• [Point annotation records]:
******
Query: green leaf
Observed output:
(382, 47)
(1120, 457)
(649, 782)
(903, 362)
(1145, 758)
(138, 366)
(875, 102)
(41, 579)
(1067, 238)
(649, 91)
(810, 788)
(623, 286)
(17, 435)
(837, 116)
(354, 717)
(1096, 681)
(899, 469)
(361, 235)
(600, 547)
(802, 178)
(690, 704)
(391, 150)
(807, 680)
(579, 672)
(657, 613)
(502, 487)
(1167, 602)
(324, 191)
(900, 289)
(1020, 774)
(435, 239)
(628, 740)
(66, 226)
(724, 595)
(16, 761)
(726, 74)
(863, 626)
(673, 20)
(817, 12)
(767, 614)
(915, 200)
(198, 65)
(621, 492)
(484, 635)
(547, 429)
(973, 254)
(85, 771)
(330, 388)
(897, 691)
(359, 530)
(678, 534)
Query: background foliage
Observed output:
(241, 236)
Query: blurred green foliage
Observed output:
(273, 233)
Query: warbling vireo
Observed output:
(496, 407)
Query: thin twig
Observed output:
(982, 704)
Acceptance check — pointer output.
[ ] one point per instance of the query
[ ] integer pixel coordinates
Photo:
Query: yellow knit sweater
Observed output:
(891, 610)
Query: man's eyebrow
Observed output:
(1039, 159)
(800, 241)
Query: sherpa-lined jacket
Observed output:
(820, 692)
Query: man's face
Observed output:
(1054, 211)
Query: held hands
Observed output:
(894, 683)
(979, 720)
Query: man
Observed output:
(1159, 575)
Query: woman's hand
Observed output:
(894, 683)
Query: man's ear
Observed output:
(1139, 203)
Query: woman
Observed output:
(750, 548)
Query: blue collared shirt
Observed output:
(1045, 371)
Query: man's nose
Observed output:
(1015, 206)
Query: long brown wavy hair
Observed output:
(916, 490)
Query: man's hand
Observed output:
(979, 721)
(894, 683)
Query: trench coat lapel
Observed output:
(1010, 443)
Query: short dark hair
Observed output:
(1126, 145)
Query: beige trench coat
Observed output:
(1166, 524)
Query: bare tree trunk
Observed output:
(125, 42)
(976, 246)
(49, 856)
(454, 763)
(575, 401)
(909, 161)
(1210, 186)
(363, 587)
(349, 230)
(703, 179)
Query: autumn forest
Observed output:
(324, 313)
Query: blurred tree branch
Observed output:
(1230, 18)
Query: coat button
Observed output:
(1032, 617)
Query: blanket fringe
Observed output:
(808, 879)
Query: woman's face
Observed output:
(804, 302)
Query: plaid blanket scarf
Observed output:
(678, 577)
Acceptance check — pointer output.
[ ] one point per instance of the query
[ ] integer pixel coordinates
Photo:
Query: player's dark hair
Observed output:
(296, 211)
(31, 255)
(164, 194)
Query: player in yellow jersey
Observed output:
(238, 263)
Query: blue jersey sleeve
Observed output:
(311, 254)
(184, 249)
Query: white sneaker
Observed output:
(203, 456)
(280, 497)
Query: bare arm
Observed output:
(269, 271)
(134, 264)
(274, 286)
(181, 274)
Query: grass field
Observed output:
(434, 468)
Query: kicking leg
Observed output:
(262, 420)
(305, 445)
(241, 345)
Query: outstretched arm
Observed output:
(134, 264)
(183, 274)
******
• [Work instructions]:
Write down all the entries again without a single difference.

• [Completed task]:
Query: green leaf
Observed output:
(382, 47)
(1120, 457)
(649, 782)
(903, 362)
(1145, 758)
(138, 366)
(875, 102)
(41, 579)
(1067, 238)
(649, 91)
(810, 788)
(623, 286)
(17, 435)
(837, 116)
(354, 717)
(1096, 681)
(899, 469)
(361, 235)
(600, 547)
(802, 178)
(690, 704)
(391, 150)
(807, 680)
(579, 672)
(657, 613)
(502, 487)
(1167, 602)
(324, 191)
(900, 289)
(1020, 774)
(435, 239)
(628, 740)
(66, 226)
(724, 595)
(16, 761)
(726, 74)
(863, 626)
(673, 20)
(817, 12)
(767, 614)
(915, 200)
(198, 65)
(621, 492)
(484, 635)
(547, 429)
(973, 254)
(85, 771)
(330, 388)
(897, 691)
(359, 530)
(678, 534)
Query: background foliage
Observed output:
(241, 236)
Query: blurred green foliage
Observed output:
(273, 233)
Query: warbling vireo
Observed output:
(496, 407)
Query: thin twig
Observed output:
(982, 704)
Acceptance check — pointer output.
[ ] one point per instance of the query
[ ] integer pixel coordinates
Photo:
Query: yellow knit sweater
Observed output:
(891, 610)
Query: man's eyebrow
Observed output:
(1039, 159)
(800, 241)
Query: sherpa-lined jacket
Observed output:
(820, 692)
Query: man's face
Observed output:
(1054, 211)
Query: held hands
Observed output:
(894, 683)
(979, 720)
Query: man
Observed output:
(1159, 575)
Query: woman's hand
Observed output:
(894, 683)
Query: man's ear
Observed output:
(1139, 203)
Query: woman
Observed output:
(750, 548)
Query: blue collared shirt
Observed output:
(1045, 371)
Query: man's nose
Observed output:
(1015, 206)
Query: long brown wavy hair
Observed output:
(916, 490)
Query: man's hand
Observed output:
(979, 721)
(894, 683)
Query: trench coat lapel
Observed output:
(1010, 443)
Query: short dark hair
Observed output:
(1126, 145)
Query: beige trench coat
Observed output:
(1166, 524)
Query: bare tree trunk
Observed output:
(125, 42)
(976, 246)
(49, 856)
(454, 763)
(575, 401)
(909, 161)
(1210, 186)
(363, 587)
(349, 230)
(703, 179)
Query: autumn forest
Observed output:
(324, 313)
Query: blurred tree branch
Observed output:
(1230, 18)
Query: coat button
Observed output:
(1032, 617)
Query: blanket fringe
Observed output:
(808, 879)
Query: woman's face
Observed output:
(804, 302)
Query: plaid blanket scarf
Observed output:
(678, 577)
Acceptance check — pointer output.
[ ] one point per instance of the query
[ ] integer pixel coordinates
Photo:
Query: player's dark hair
Observed output:
(296, 211)
(31, 255)
(164, 194)
Query: player in yellow jersey
Observed output:
(238, 263)
Query: blue jersey sleeve
Observed output:
(311, 254)
(184, 249)
Query: white sneaker
Observed output:
(203, 456)
(280, 497)
Query: bare arm
Observed output:
(269, 271)
(134, 264)
(274, 286)
(181, 274)
Query: grass field
Observed output:
(434, 468)
Query: kicking leg
Observed output:
(262, 420)
(305, 445)
(241, 345)
Query: outstretched arm
Observed output:
(134, 264)
(183, 274)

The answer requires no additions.